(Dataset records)
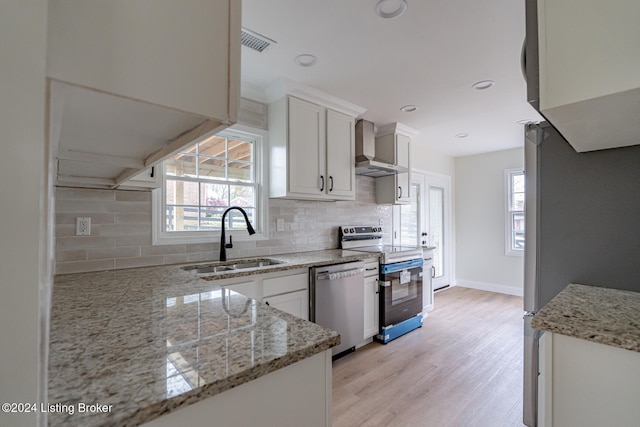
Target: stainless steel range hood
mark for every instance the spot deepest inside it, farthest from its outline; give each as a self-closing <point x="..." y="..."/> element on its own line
<point x="367" y="163"/>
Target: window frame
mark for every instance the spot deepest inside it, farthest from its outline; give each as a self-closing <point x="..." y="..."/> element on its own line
<point x="510" y="249"/>
<point x="162" y="237"/>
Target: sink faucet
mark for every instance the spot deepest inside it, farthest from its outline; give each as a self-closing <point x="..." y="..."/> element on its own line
<point x="223" y="244"/>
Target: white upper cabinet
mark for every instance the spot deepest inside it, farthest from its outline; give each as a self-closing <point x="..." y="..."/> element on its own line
<point x="132" y="82"/>
<point x="312" y="151"/>
<point x="589" y="70"/>
<point x="395" y="148"/>
<point x="341" y="155"/>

* _GOAL_
Reproduce every line of the listing above verbatim, leaving out the pictures.

* _ANSWER TO THIS PROBLEM_
Target: stainless steel range hood
mark for every instance the spot deepest inside it, farthest from its outline; give each as a self-closing <point x="..." y="..."/> element on its own line
<point x="367" y="163"/>
Target: window frame
mark for every instance the spot deepest inside it, farthest from its outline; give each as a self-closing <point x="..." y="..."/> element on its own line
<point x="510" y="249"/>
<point x="162" y="237"/>
Target: sink faucet
mark for every instance the spot deepest inside it, farthest from its outline; give each as a self-closing <point x="..." y="..."/> element on its own line
<point x="223" y="244"/>
Target: white upper cabinet
mark for every instance the spot deepest inside it, farthest from its outline; give each as a self-closing <point x="..." y="..."/> element on its own line
<point x="132" y="82"/>
<point x="312" y="151"/>
<point x="589" y="70"/>
<point x="395" y="148"/>
<point x="341" y="155"/>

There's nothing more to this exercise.